• [SUPPLIED PASSAGE]
>>>

Though there is undoubtedly a modern yearning to the Puredistance florals such as 1, Opardu, Antonia, and Warszawa, and a more blatantly erotic tone to the dastardly leather M, the Three Colours of the series, White, Black, and now Gold, are to me more confident; less psychological : urban armour to surround, and contain you, with a tasteful, predesignated olfactory aura of chic. Imagine evenings in Dubai or Vienna; the warm glow of light in off the shouldered restaurants; effortlessness – the right clothes; right perfume.

 

 

 

 

Gold is Antoine Lie’s latest contribution to the house: a prickly ambered pepper with a diorama of seamless, overt warmth; spices kept under wraps and pressed tight in a full -bodied, but toned, oriental that has some similarities to Guerlain’s Heritage (the tonka bean, vanilla and benzoin base with a touch of castoreum and patchouli); all blended in a deftly controlled luxuriance that envelops the wearer in a matte like finish. Hints of geranium, jasmine,  and rosemary occasionally make their presence known in the composition – allowing chinks of light and individuality to shine through – alongside an impressively long-lasting labdanum, styrax , and a bright, bergamotted tingle of sharp clove, cinnamon, and green mandarin.

<<<

• [INFORMATION SUPPLIED]
>>>

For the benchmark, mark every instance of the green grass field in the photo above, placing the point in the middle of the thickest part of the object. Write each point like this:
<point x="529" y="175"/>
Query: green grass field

<<<

Retype, word for word, the portion of the passage on the Puredistance fragrances above that runs from "Though there is" to "clothes; right perfume.".

• [FINAL RESULT]
Though there is undoubtedly a modern yearning to the Puredistance florals such as 1, Opardu, Antonia, and Warszawa, and a more blatantly erotic tone to the dastardly leather M, the Three Colours of the series, White, Black, and now Gold, are to me more confident; less psychological : urban armour to surround, and contain you, with a tasteful, predesignated olfactory aura of chic. Imagine evenings in Dubai or Vienna; the warm glow of light in off the shouldered restaurants; effortlessness – the right clothes; right perfume.